Written problem a:
Summarize the passage on decision tree depth in two sentences.

Passage given:

For Decision Trees one of the simpler parameters to create specializations is the maximum depth allowed: with larger models having higher complexities.

In [ ]:
crit: Literal["entropy", "gini"] = params["params"][0]
d_max = 25
depths: list[int] = [i for i in range(2, d_max + 1, 1)]
y_tst_values: list[float] = []
y_trn_values: list[float] = []
acc_metric = "accuracy"
for d in depths:
    clf = DecisionTreeClassifier(max_depth=d, criterion=crit, min_impurity_decrease=0)
    clf.fit(trnX, trnY)
    prd_tst_Y: array = clf.predict(tstX)
    prd_trn_Y: array = clf.predict(trnX)
    y_tst_values.append(CLASS_EVAL_METRICS[acc_metric](tstY, prd_tst_Y))
    y_trn_values.append(CLASS_EVAL_METRICS[acc_metric](trnY, prd_trn_Y))

figure()
plot_multiline_chart(
    depths,
    {"Train": y_trn_values, "Test": y_tst_values},
    title=f"DT overfitting study for {crit}",
    xlabel="max_depth",
    ylabel=str(eval_metric),
    percentage=True,
)
savefig(f"images/{file_tag}_dt_{eval_metric}_overfitting.png")
No description has been provided for this image

In this case, there is no overfitting, since both the performance over the train and test datasets continue to improve.

Input:
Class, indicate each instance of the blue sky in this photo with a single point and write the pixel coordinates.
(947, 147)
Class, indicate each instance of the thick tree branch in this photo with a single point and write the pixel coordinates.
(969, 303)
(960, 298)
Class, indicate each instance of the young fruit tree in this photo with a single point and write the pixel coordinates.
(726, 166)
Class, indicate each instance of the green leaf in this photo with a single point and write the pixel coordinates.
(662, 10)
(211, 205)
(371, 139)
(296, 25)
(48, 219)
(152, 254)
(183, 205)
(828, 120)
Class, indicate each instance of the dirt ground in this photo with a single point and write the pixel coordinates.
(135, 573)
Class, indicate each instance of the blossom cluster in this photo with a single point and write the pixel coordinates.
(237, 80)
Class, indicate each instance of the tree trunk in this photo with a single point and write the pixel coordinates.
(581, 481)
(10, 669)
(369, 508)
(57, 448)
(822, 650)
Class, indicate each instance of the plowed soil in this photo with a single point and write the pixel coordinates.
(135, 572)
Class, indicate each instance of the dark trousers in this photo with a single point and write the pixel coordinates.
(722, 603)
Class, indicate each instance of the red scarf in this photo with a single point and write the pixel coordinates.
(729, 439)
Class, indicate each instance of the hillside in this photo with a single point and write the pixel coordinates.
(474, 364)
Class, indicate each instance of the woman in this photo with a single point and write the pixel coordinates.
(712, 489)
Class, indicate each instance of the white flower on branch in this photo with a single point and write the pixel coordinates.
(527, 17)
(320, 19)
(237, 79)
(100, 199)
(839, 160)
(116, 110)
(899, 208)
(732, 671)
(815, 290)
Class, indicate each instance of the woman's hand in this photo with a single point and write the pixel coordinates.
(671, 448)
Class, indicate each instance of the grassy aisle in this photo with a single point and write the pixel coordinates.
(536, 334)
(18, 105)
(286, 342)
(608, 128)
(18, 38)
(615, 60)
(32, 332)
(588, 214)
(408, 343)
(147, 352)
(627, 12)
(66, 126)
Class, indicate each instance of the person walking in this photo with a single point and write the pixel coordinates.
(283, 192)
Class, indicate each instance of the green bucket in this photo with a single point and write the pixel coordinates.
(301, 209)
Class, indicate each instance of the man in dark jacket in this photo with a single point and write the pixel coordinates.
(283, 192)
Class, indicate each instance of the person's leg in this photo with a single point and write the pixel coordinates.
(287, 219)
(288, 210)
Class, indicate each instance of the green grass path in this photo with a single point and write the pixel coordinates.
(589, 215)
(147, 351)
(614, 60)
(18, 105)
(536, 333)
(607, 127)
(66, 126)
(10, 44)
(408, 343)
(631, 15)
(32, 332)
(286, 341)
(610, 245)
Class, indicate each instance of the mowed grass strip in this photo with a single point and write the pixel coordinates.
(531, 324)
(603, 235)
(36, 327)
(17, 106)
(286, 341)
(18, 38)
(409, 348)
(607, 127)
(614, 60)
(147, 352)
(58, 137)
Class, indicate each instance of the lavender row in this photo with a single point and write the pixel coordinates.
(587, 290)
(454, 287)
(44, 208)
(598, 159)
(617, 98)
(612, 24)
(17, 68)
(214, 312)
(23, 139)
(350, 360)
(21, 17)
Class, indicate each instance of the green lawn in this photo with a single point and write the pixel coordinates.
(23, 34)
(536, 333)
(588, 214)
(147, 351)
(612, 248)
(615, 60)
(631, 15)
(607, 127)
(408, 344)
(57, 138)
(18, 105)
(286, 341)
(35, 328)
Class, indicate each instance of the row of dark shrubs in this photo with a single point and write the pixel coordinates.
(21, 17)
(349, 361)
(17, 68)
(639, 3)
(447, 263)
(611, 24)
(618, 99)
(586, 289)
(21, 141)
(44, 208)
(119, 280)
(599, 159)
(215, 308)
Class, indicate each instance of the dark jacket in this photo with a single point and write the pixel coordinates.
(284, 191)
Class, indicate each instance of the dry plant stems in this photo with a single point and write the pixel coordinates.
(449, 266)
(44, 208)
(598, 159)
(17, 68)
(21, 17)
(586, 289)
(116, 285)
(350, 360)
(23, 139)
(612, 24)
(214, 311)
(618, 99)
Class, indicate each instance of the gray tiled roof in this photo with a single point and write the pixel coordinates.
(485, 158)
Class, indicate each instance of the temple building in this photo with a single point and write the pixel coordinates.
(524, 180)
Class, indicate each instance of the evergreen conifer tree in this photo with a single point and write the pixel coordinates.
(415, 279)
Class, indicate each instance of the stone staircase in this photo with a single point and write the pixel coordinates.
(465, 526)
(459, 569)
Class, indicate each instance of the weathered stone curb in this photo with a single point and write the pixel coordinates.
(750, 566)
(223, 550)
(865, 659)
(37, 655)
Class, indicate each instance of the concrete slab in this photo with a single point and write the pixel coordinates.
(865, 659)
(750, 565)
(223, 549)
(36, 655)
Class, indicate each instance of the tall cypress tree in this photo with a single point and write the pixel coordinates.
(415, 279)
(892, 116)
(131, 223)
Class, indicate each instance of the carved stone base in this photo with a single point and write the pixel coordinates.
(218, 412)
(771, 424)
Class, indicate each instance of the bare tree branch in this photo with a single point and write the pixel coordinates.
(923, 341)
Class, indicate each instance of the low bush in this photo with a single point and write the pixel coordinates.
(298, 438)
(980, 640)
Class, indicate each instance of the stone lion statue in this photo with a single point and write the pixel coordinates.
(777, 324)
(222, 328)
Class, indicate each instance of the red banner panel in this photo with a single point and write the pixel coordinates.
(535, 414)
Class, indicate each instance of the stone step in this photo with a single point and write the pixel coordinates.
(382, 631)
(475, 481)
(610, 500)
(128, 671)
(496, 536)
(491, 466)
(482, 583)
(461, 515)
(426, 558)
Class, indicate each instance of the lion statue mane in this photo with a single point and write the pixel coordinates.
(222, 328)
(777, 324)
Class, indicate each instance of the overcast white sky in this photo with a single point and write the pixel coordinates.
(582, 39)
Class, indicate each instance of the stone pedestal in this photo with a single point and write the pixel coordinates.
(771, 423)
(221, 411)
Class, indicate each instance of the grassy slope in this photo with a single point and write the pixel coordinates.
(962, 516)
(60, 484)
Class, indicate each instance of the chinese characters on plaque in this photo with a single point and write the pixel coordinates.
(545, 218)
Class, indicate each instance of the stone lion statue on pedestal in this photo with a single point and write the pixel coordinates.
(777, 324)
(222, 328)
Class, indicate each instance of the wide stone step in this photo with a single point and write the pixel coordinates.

Written problem b:
Locate each line of the listing that contains the string "branch" and copy those lines out. Case counts.

Written reply a:
For decision trees, the maximum depth allowed is one of the simpler parameters for creating specializations, and larger models have higher complexities. In this case there is no overfitting, since performance on both the train and test datasets continues to improve.

Written reply b:
Class, indicate each instance of the thick tree branch in this photo with a single point and write the pixel coordinates.
Class, indicate each instance of the white flower on branch in this photo with a single point and write the pixel coordinates.
Class, indicate each instance of the bare tree branch in this photo with a single point and write the pixel coordinates.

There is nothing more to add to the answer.